# Directive 1
Format the records from the line containing "of the overcast" through the line containing "[[205, 127], [148, 129]]" as a Markdown table with the columns No. and Line, numbering each row and omitting blank lines.

==========

跳转至

Lec.04: Model Fitting and Optimization

Optimization

  1. objective function, inequality constraint functions, equality constraint functions $$ \begin{aligned}\text{minimize} & f_0(x)\newline \text{subject to} & f_i(x)\leq0,\quad i=1,\ldots,m\newline &g_i(x)=0,\quad i=1,\ldots,p\end{aligned} $$

    Example

    image-20241010104206403

  2. Model fitting: a mathematical model \(b=f_x(a)\)

  3. MSE: \(\widehat{x}=\underset{x}{\operatorname*{argmin}}\Sigma_i(b_i-a_i^Tx)^2\)

    • Why MSE: 对噪声没有任何先验知识情况下,认为各种噪声的和是高斯噪声
    • Gaussian noise: \(b_i=a_i^Tx+n,n\sim G(0,\sigma)\)

==========

# Directive 2
Retype the stretch of the optimization lecture notes from "1. objective function, inequality" through "noise: \(b_i=a_i^Tx+n,n\sim G(0,\sigma)\)" without altering anything.

# Supplied data
==========

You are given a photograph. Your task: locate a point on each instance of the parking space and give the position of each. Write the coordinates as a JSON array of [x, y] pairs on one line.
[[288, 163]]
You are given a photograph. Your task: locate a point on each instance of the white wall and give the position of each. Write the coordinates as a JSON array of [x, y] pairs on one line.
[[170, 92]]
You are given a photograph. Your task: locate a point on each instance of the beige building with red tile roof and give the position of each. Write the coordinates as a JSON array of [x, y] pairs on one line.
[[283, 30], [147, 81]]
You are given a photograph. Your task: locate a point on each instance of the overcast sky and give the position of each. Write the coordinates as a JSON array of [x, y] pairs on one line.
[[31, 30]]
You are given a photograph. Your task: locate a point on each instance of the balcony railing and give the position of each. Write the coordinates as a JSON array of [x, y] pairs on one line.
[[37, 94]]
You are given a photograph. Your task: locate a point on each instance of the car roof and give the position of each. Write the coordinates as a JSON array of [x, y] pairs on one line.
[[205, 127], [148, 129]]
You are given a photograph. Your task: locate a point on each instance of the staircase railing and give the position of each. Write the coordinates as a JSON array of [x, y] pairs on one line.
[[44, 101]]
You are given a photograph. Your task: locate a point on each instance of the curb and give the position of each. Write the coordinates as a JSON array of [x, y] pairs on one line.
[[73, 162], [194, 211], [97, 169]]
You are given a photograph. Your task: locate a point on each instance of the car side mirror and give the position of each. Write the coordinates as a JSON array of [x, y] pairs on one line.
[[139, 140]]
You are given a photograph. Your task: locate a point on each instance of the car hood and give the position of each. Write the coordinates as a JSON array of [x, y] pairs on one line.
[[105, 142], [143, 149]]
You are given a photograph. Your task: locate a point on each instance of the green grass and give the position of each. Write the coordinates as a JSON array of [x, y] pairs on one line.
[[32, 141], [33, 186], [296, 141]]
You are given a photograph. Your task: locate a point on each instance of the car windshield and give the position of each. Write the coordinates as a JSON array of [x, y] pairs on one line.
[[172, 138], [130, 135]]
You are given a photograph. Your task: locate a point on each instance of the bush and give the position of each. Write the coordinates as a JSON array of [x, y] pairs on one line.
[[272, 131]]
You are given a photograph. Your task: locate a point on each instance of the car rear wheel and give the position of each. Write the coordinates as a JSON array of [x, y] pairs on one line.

==========

# Task output 1
| No. | Line |
|---|---|
| 1 | You are given a photograph. Your task: locate a point on each instance of the overcast sky and give the position of each. Write the coordinates as a JSON array of [x, y] pairs on one line. |
| 2 | [[31, 30]] |
| 3 | You are given a photograph. Your task: locate a point on each instance of the balcony railing and give the position of each. Write the coordinates as a JSON array of [x, y] pairs on one line. |
| 4 | [[37, 94]] |
| 5 | You are given a photograph. Your task: locate a point on each instance of the car roof and give the position of each. Write the coordinates as a JSON array of [x, y] pairs on one line. |
| 6 | [[205, 127], [148, 129]] |

# Task output 2
1. objective function, inequality constraint functions, equality constraint functions $$ \begin{aligned}\text{minimize} & f_0(x)\newline \text{subject to} & f_i(x)\leq0,\quad i=1,\ldots,m\newline &g_i(x)=0,\quad i=1,\ldots,p\end{aligned} $$

    Example

    image-20241010104206403

  2. Model fitting: a mathematical model \(b=f_x(a)\)

  3. MSE: \(\widehat{x}=\underset{x}{\operatorname*{argmin}}\Sigma_i(b_i-a_i^Tx)^2\)

    • Why MSE: 对噪声没有任何先验知识情况下,认为各种噪声的和是高斯噪声
    • Gaussian noise: \(b_i=a_i^Tx+n,n\sim G(0,\sigma)\)